◆ Given problem:
Print the material below word for word, leaving out the pictures.

◆ Excerpts of point data:
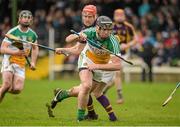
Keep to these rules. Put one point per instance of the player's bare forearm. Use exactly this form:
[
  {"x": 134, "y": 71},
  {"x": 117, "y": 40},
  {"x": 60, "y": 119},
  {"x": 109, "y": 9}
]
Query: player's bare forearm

◆ Output of the task:
Keep to these rules. Put one point per instance of the player's bare forearm. Use exactly this form:
[
  {"x": 134, "y": 71},
  {"x": 117, "y": 40},
  {"x": 60, "y": 119},
  {"x": 109, "y": 9}
]
Query: player's bare forearm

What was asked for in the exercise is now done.